SHORT TASK: Could you copy each of the records below line for line, with no changes?

DATA RECORDS:

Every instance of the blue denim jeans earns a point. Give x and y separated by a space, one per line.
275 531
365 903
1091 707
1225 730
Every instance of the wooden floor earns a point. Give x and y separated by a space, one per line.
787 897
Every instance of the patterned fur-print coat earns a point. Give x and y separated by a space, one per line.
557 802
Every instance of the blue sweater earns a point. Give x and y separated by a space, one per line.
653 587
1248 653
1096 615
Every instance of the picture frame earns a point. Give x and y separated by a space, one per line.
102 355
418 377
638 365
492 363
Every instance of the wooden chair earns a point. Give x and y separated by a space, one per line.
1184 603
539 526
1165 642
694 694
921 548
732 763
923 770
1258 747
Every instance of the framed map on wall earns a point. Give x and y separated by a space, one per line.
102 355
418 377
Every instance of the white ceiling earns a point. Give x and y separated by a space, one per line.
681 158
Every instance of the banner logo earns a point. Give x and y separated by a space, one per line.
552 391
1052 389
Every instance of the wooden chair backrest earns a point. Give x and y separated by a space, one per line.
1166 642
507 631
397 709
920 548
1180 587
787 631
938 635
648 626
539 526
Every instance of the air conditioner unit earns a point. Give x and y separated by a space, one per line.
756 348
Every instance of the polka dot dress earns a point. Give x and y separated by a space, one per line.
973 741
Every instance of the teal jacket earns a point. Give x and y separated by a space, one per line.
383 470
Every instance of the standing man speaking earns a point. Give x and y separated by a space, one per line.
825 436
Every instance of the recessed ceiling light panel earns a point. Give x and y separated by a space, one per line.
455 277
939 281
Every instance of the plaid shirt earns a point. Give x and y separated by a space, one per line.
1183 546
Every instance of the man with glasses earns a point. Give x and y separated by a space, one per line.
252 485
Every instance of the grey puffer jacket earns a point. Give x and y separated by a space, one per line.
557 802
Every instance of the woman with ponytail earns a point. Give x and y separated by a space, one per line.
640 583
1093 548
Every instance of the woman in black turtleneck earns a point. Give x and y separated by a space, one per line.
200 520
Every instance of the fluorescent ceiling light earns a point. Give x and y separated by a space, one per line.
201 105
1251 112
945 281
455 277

SOLUTION:
Every instance of the blue denim jeans earns a point. Give x and y separated by a space, one per line.
275 531
365 903
1091 707
1225 730
Every instance of the wooden floor earns a point. Give x and y separated by a space, one per line.
787 897
Every instance of the patterned fur-print coat earns a point. Give x and y separated by a space, one per line.
557 802
Every instance of the blue sweater earns a point. Give x and y separated by a space, one per line.
653 587
1248 653
1096 615
Every instance of the picture frame earns a point. Give x and y separated by a space, one per line.
102 355
418 377
638 365
492 363
Every instance of the wooden chair earns a point. Give x and y separated by a space, one per line.
1184 603
539 526
1165 642
694 694
921 548
732 763
923 770
1258 747
Every instance of the framed map on wall earns a point. Give x and y separated by a space, one per line.
102 355
418 377
Every instance of the white ceiling earns a point. Give x and y separated by a space, one per line.
681 158
Every instance of the banner logo earns a point. Give x and y separated by a space, one per line.
552 391
1052 389
Every instance of the wooden chair backrest earns a point. Give x and y separated by a space, one per line.
1166 642
507 631
397 709
920 548
1180 587
787 631
938 635
648 626
539 526
Every instance of the air conditioner unit earns a point. Give x and y separated by a space, one per line.
756 348
Every instance of the polka dot dress earns a point. Give x and y separated by a space, one per line.
973 741
Every instance of the teal jacket earns a point. Give x and y separated by a space, one per line.
383 470
Every instance of the standing man speaking earns a point. Give x and y separated by a space, one per line.
825 436
Every instance of the recessed ceiling light panel earns a point. Give x and y separated by a space, one per line.
455 277
939 281
Every instance of the plaid shirt earns a point. Give x and y separated by a space, one per line.
1183 546
Every instance of the man with glasses earns a point. Give x and y separated by a space, one per line.
252 485
Every instance of the grey puffer jacket earns a point. Give x and y separated by a space, one per line.
557 802
Every instance of the woman with ponytail earns a point. Give x and y separated by a space, one per line.
640 583
1093 548
Every instance of the woman in black turtleneck earns a point. Give x and y separated by a space, one per line.
200 520
Every instance of the fluorescent ceiling light earns a point. Give x and y separated by a space, one per line.
201 105
1251 112
945 281
455 277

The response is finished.